Goal — Nothing but the lines from the one containing "Mark one point on every instance of the nose" to the end of the data should be returned, each exactly as written.

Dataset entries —
______________________________
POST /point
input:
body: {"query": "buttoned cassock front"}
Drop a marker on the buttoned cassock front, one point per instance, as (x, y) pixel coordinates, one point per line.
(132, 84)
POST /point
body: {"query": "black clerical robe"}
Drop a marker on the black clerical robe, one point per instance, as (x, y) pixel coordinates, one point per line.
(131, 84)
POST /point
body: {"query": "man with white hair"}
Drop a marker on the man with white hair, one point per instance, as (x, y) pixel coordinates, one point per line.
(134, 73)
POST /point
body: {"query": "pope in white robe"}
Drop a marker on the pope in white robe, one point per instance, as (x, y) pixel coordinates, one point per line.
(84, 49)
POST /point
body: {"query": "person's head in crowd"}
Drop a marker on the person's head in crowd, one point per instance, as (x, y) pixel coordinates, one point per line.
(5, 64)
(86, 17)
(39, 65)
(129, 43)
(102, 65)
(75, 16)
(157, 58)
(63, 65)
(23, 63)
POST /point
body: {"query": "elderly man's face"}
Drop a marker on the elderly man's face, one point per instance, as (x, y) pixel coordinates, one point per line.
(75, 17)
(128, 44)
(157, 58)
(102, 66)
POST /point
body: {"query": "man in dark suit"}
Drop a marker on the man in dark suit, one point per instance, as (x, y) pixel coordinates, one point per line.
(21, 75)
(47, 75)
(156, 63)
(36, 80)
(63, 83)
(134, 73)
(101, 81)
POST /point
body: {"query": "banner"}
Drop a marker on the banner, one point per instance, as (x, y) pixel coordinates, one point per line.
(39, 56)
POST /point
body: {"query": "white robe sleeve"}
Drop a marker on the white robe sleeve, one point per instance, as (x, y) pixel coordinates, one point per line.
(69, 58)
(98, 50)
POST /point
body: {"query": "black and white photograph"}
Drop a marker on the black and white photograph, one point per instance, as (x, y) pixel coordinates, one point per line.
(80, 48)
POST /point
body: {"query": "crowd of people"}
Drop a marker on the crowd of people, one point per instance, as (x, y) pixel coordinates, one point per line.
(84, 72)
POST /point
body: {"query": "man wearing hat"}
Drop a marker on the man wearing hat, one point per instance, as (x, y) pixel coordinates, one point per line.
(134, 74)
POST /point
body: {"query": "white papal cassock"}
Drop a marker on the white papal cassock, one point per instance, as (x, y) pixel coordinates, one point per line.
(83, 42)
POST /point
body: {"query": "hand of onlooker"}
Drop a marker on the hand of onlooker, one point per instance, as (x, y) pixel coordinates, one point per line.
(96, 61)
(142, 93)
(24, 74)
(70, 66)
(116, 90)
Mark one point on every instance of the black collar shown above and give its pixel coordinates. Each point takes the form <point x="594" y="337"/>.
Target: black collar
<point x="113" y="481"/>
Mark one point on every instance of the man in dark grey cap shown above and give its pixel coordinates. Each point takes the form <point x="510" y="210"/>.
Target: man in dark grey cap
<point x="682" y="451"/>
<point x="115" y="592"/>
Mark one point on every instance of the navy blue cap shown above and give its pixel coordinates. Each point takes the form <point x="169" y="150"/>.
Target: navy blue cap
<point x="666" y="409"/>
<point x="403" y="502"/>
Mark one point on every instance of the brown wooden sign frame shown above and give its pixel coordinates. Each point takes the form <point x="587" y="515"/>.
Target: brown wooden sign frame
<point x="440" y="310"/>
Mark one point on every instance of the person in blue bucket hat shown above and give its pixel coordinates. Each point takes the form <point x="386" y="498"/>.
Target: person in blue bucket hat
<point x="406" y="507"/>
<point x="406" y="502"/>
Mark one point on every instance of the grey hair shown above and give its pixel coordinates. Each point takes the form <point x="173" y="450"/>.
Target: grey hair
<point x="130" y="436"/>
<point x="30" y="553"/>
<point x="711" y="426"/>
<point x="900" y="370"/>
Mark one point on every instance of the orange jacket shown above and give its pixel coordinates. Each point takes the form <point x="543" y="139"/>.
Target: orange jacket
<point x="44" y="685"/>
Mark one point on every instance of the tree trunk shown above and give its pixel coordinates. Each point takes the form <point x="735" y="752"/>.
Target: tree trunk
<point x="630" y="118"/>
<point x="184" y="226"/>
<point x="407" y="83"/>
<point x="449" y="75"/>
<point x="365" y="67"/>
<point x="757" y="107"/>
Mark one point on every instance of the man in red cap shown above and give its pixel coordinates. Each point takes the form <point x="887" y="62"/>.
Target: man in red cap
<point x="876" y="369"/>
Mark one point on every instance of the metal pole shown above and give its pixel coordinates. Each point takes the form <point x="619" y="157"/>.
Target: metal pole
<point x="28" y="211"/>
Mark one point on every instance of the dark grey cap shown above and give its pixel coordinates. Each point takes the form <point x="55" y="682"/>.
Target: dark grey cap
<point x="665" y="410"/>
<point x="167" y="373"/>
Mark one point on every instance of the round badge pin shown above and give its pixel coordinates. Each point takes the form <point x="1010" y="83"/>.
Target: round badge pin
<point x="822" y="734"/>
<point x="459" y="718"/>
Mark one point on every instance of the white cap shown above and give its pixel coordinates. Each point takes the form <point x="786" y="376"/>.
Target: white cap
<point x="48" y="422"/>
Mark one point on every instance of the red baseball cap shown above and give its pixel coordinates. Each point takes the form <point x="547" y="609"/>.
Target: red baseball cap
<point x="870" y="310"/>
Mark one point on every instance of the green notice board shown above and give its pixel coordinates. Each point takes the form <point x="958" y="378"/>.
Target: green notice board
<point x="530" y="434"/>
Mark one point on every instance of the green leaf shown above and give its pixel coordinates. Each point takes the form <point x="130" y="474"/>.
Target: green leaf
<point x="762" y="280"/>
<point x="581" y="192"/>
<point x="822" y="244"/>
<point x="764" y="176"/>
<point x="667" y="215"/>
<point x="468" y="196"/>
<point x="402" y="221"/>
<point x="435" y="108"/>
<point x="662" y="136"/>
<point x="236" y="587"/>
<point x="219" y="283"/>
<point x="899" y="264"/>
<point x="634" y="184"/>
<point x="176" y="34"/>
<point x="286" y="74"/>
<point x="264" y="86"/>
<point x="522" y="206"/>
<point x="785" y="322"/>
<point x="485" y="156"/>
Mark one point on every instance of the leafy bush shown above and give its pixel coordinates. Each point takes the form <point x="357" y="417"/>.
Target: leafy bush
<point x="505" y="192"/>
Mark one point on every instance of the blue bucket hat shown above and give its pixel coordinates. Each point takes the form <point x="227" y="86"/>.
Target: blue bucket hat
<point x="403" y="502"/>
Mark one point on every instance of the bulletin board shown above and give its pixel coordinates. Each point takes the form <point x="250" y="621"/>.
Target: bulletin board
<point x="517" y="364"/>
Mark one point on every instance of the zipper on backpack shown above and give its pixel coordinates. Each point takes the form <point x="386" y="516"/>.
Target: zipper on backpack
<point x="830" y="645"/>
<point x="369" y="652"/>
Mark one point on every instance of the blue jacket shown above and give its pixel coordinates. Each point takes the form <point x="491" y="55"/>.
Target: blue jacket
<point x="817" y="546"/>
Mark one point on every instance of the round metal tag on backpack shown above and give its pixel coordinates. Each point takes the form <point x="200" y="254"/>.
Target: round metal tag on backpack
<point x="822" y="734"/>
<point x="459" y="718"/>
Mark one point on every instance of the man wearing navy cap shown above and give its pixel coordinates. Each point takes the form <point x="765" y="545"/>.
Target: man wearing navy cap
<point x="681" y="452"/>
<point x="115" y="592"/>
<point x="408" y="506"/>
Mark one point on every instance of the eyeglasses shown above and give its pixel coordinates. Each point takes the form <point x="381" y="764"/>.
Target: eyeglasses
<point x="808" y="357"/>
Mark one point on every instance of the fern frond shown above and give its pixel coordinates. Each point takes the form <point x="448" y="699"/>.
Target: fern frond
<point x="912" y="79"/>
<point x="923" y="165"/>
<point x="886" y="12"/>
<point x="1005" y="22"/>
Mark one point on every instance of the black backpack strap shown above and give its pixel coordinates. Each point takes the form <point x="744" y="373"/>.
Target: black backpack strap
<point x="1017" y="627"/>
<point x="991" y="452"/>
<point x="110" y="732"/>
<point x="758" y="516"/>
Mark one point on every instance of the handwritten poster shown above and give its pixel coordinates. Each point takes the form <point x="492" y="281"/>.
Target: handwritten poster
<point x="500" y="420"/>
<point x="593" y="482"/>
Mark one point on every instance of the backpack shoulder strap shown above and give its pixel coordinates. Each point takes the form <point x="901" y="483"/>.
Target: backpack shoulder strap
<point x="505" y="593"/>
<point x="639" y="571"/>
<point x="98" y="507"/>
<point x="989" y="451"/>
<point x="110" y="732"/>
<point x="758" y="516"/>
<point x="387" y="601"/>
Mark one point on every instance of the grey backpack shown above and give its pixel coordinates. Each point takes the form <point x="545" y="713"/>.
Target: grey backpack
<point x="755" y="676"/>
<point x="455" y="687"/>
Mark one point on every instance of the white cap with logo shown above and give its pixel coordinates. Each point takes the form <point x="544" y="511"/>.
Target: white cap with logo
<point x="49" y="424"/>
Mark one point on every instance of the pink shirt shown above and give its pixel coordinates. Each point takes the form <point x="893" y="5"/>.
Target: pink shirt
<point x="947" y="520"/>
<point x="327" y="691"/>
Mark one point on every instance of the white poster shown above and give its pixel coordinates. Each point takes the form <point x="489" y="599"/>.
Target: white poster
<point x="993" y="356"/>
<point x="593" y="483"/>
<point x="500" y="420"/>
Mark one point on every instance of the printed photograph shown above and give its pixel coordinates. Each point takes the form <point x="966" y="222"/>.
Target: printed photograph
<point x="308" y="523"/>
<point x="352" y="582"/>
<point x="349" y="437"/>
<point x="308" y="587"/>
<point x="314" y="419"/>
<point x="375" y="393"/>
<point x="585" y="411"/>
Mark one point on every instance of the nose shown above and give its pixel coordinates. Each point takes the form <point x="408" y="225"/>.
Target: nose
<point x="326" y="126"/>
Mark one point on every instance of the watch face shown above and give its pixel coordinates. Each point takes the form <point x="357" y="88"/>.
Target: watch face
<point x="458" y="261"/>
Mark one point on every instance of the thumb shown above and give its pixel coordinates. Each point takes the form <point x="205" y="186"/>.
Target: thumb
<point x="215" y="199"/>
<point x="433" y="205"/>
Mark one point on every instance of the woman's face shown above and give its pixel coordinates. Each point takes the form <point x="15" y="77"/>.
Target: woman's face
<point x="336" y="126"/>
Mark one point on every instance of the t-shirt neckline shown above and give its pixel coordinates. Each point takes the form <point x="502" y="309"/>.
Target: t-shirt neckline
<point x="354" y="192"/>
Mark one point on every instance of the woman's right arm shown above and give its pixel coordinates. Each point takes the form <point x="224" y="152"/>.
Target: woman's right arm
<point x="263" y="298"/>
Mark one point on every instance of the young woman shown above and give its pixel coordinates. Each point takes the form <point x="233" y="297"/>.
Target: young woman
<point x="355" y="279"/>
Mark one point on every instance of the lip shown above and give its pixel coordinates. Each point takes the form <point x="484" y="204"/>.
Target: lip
______________________________
Worked solution —
Mark one point on every instance of the nose shown above and give its pixel coordinates. Each point takes the form <point x="408" y="225"/>.
Target: nose
<point x="326" y="126"/>
Mark one point on every instance of the watch face shown above and give its pixel coordinates. Each point takes the form <point x="357" y="88"/>.
Target: watch face
<point x="458" y="261"/>
Mark one point on every instance of the thumb shown above and give its pixel coordinates. Each point takes the form <point x="205" y="186"/>.
Target: thumb
<point x="215" y="199"/>
<point x="433" y="205"/>
Mark one point on every instance of the woman's face shown above and give its pixel coordinates. Each point takes the form <point x="15" y="77"/>.
Target: woman's face
<point x="336" y="126"/>
Mark one point on every instance of the t-shirt neckline shown above and give its pixel coordinates. Each point takes the form <point x="502" y="309"/>.
Target: t-shirt neckline
<point x="354" y="192"/>
Mark one point on every instance of the woman's right arm shown above and give its pixel coordinates. Each point takes the form <point x="224" y="152"/>.
Target: woman's right arm
<point x="263" y="298"/>
Mark one point on every instance of the young woman shown above and give its pixel coordinates. Each point takes the form <point x="233" y="297"/>.
Target: young woman
<point x="355" y="279"/>
Mark one point on every instance of the lip shown above and give its pixel coordinates. Each point takes the form <point x="484" y="204"/>.
Target: lip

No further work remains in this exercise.